# Start of Material shown

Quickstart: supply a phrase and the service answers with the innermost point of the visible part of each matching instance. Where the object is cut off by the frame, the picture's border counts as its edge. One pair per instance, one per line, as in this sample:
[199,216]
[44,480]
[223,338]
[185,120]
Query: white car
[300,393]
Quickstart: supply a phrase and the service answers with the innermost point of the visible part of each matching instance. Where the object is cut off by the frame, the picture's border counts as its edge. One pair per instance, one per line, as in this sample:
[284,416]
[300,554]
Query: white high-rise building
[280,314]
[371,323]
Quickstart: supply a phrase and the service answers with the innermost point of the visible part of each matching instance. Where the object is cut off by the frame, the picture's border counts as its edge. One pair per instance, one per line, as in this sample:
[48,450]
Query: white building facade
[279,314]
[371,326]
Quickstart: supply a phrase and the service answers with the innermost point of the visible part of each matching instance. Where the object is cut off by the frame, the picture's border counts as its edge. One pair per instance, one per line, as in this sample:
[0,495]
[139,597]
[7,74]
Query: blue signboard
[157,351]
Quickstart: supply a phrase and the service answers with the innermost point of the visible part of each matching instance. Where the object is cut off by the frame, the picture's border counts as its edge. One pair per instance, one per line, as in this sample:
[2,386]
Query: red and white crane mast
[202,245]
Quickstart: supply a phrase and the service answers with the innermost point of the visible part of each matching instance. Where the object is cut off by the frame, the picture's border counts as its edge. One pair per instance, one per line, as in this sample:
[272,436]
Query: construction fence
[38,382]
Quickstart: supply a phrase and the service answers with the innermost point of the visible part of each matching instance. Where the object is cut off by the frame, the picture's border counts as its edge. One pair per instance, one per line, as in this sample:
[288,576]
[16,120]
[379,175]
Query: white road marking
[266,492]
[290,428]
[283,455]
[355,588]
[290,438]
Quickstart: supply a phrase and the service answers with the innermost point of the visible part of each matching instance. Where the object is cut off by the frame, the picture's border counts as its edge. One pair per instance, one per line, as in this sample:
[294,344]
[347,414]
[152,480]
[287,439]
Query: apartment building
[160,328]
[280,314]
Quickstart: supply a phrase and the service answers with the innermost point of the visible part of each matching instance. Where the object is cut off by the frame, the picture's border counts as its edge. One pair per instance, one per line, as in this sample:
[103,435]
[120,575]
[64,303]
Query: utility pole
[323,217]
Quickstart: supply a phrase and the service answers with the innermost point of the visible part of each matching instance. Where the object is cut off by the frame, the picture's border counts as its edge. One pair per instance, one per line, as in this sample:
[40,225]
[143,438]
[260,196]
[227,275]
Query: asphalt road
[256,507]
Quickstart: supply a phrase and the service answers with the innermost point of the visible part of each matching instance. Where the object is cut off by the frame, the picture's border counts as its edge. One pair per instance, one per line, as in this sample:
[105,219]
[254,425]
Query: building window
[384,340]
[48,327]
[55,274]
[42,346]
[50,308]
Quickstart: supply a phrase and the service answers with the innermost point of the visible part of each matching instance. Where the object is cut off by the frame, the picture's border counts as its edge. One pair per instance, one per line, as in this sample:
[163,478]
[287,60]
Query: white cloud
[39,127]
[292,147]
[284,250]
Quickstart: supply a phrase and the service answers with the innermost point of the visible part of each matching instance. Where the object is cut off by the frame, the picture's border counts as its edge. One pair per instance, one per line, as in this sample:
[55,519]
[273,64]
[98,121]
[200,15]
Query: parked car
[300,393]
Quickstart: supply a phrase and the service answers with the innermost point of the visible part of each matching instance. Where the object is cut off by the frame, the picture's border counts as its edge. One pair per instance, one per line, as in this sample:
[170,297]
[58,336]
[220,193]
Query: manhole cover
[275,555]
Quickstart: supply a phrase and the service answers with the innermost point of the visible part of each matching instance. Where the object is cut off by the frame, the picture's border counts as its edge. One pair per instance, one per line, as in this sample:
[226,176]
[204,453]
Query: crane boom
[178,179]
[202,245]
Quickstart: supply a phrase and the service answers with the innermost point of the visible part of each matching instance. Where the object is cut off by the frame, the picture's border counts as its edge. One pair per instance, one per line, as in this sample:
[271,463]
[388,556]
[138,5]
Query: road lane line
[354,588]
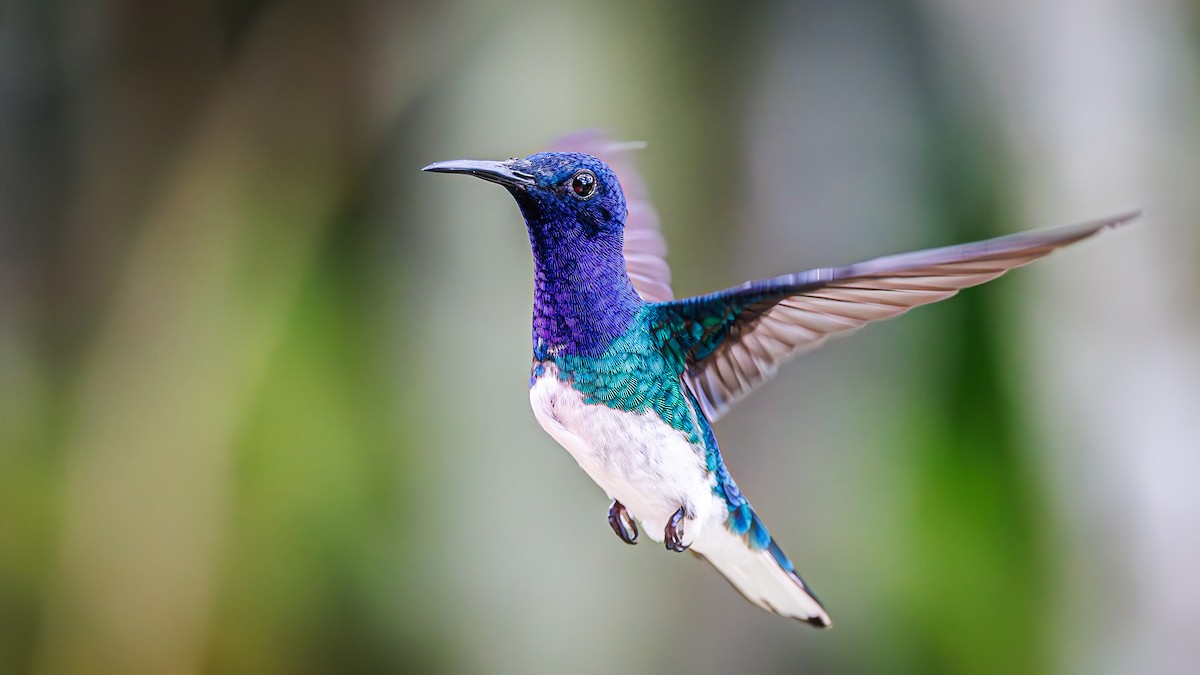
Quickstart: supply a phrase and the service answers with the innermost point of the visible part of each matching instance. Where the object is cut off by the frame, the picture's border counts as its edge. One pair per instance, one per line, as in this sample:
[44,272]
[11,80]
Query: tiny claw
[622,524]
[672,536]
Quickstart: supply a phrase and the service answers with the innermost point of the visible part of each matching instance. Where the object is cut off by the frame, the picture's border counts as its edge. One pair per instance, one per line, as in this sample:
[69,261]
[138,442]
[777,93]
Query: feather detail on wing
[747,332]
[645,249]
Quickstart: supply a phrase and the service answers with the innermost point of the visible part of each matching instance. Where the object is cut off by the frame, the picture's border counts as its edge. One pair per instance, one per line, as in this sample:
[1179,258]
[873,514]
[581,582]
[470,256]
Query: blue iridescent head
[575,211]
[565,197]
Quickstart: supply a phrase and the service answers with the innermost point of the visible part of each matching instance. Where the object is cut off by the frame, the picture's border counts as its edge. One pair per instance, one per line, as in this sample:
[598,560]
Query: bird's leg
[673,535]
[622,524]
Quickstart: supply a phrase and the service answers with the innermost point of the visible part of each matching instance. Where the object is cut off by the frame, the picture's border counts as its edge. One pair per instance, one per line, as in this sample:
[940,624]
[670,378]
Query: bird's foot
[673,535]
[622,524]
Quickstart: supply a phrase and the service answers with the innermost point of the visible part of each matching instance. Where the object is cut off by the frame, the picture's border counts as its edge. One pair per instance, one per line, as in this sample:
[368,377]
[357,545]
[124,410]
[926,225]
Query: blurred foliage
[262,383]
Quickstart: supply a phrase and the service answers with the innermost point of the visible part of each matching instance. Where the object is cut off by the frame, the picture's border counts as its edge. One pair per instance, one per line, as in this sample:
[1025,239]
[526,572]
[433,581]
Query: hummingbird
[629,380]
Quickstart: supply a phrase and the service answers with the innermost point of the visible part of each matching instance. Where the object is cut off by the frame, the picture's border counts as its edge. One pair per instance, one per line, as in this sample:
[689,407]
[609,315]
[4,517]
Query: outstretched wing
[737,338]
[645,246]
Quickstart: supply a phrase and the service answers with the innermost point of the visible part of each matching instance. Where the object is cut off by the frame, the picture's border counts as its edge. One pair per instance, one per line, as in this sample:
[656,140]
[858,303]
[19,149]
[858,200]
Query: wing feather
[774,320]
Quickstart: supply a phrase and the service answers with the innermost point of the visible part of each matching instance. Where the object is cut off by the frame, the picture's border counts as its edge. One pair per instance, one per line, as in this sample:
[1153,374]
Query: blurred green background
[263,400]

# End of Material shown

Objective —
Copy out all the data without changing anything, and drop the pictures.

Solution for this exercise —
Quickstart: supply a phrase and the service answers with the innermost point of the visible part of each matching instance. Where the object is cut off by the frame, the picture's border counts as its edge. One pair per instance, one per line, as in this sample:
[199,216]
[44,480]
[223,338]
[185,120]
Query: white car
[300,393]
Quickstart: supply a phrase and the service answers with the innermost point of the visible part of each matching instance. Where the object is cut off by the frame, the picture's border counts as its edge. One pair per instance, one per line, as in this sample:
[284,416]
[300,554]
Query: white high-rise building
[280,314]
[371,323]
Quickstart: supply a phrase and the service answers with the innermost point of the visible part of each matching instance. Where the object is cut off by the frame, the picture's border counts as its edge. One pair per instance, one per line, as in this sample:
[48,450]
Query: white building facade
[279,314]
[371,326]
Quickstart: supply a phrase and the service answers with the innermost point of the visible part of each matching instance. Where the object is cut off by the frame, the picture's border counts as its edge. One pair per instance, one per line, as in this sample:
[0,495]
[139,597]
[7,74]
Query: blue signboard
[157,351]
Quickstart: supply a phrase and the service answers with the innermost point of the visible part of each matching instance. Where the object is cut off by the frame, the picture's border counts as its edge. One pair per instance, one per line, as in this sample:
[2,386]
Query: red and white crane mast
[202,245]
Quickstart: supply a phrase and the service answers with the innermost point of the visible part of each matching instance. Where the object is cut off by the frame, the picture's border counts as its edge. One pair per instance, one per line, as in this sample:
[272,436]
Query: construction fence
[38,382]
Quickstart: supply a phrase and the service answers with the innermost point of the visible part of each matching instance. Where the object is cut off by the frame, the picture's border counts as its edge. One pair per instance, one per line, as in this sample:
[288,576]
[16,120]
[379,175]
Query: white road marking
[266,492]
[290,428]
[283,455]
[355,588]
[290,438]
Quickstart: supply a phrase and the service answers with the innermost point of the visible part of each matching instance. Where the object is cut off by the frame, the picture's border counts as its edge. One pair per instance, one per line, as in this sample:
[294,344]
[347,414]
[152,480]
[287,439]
Query: apartment building
[160,328]
[280,314]
Quickstart: supply a phrase and the service answers with the innermost point of the visible part of each matching instance. Where the object is cut off by the frame, the picture's border counts as its edge. One pair per instance, one per line, as in this sample:
[103,435]
[120,575]
[64,303]
Query: utility pole
[323,217]
Quickstart: supply a phrase and the service answers with the innermost point of the visible part of each matching instance. Where the object is cut off by the frame, the picture's border counts as its edge. One pair per instance, one per line, as in this sample:
[40,225]
[143,438]
[260,196]
[227,275]
Query: asphalt road
[256,507]
Quickstart: supply a phrase and the service answers with the innermost point of the visible part of each matching instance. Where the object is cut off by the frame, the picture's border counts as its edge. One pair per instance, one per line, as in this sample:
[105,219]
[254,425]
Query: building window
[384,340]
[48,327]
[55,274]
[42,346]
[50,308]
Quickstart: supply a phrase and the service answers with the innermost point of the visible part of each matching instance. Where the object is cut off by the frame, the picture's border counts as its edge. One pair per instance, one per line, as in this sample:
[163,478]
[287,60]
Query: white cloud
[39,127]
[292,147]
[284,250]
Quickstart: supply a phrase and the service answers with the innermost point of the visible part of each matching instance. Where the object is cut off by the frame, the picture's border counts as its edge. One pair per instance, one per line, as in this sample:
[55,519]
[273,64]
[98,121]
[200,15]
Query: parked car
[300,393]
Quickstart: supply a phrase and the service answers with the innermost point of the visible part of each matching instance. Where the object is cut off by the frame, the picture's border counts as its edge. One pair per instance, one per line, as in this sample:
[170,297]
[58,336]
[220,193]
Query: manhole cover
[275,555]
Quickstart: supply a phrase and the service answers with the innermost point of the visible part of each matching instance. Where the object is cut off by the frame, the picture's border counts as its edge. One pair per instance, one per line, as in this sample:
[226,176]
[204,453]
Query: crane boom
[178,179]
[202,245]
Quickstart: supply a phrase and the service answers with the innermost point of the visible part of each matching instance. Where the object is cut off by the frame, the picture's border counts as its edge. One pair per instance, one per line, as in this sample:
[271,463]
[388,556]
[138,5]
Query: road lane line
[354,588]
Quickstart: supply a phrase and the service answers with the innermost point of the visible part of each matching instance. Where the object is cut off by the frame, the picture's border counts as its edge. One pair per instance, one per line, as in this sample:
[44,272]
[11,80]
Query: tiny claw
[622,524]
[672,536]
Quickstart: supply a phrase and the service answers with the innermost point of the visible part of each matching instance. Where the object is cut off by the frame, the picture's border counts as its edge. One pair per instance, one per line, as in this sample:
[69,261]
[138,442]
[777,93]
Query: feather detail on wing
[747,332]
[645,249]
Quickstart: supply a phrase and the service answers with the innermost point of the visible part of each matching instance. Where the object is cut off by the frame, the picture's border counts as its edge. One pair per instance, one per line, as in this sample:
[1179,258]
[873,514]
[581,582]
[470,256]
Query: blue iridescent head
[575,211]
[565,197]
Quickstart: supply a phrase and the service answers with the innermost point of the visible part of each matching instance. Where the object is cut off by the frame, the picture's border counts as its edge. One pair per instance, one per line, as in this sample:
[598,560]
Query: bird's leg
[673,535]
[622,524]
Quickstart: supply a phrase and the service answers with the innermost point of the visible part of each matching instance. Where the object is cut off by the frame, the picture's border counts as its edge. One pair per instance, one per line, as in this sample:
[940,624]
[670,378]
Query: bird's foot
[673,535]
[622,524]
Quickstart: supply a phrase and the service answers with the innermost point of the visible part of each matching instance. Where the object is cut off by the frame, the picture's border counts as its edge. One pair per instance, one per line, as in this sample:
[368,377]
[357,545]
[124,410]
[926,225]
Query: blurred foliage
[262,383]
Quickstart: supply a phrase and the service answers with the innermost point of the visible part of each matching instance. Where the object is cut off by the frame, the picture's border counts as its edge. One pair per instance, one per line, as in this sample:
[1025,239]
[526,572]
[433,581]
Query: hummingbird
[629,380]
Quickstart: supply a phrase and the service answers with the innermost point of the visible part of each matching instance. Where the object is cut off by the frame, the picture's border counts as its edge. One pair per instance, one per line, as in this sample:
[689,407]
[609,315]
[4,517]
Query: outstretched wing
[737,338]
[645,246]
Quickstart: supply a phrase and the service answers with the innermost point of the visible part of each matching instance. Where the object is cut off by the frame, the picture's border counts as its edge. One pair per instance, one per line, as in this sample:
[656,140]
[858,303]
[19,149]
[858,200]
Query: wing feather
[774,320]
Quickstart: supply a phrase and the service answers with the innermost point of the visible part of each matching instance. Where the object is cut off by the frame, the picture's border counts as its edge. One pair per instance, one per line, as in this sample:
[1153,374]
Query: blurred green background
[263,400]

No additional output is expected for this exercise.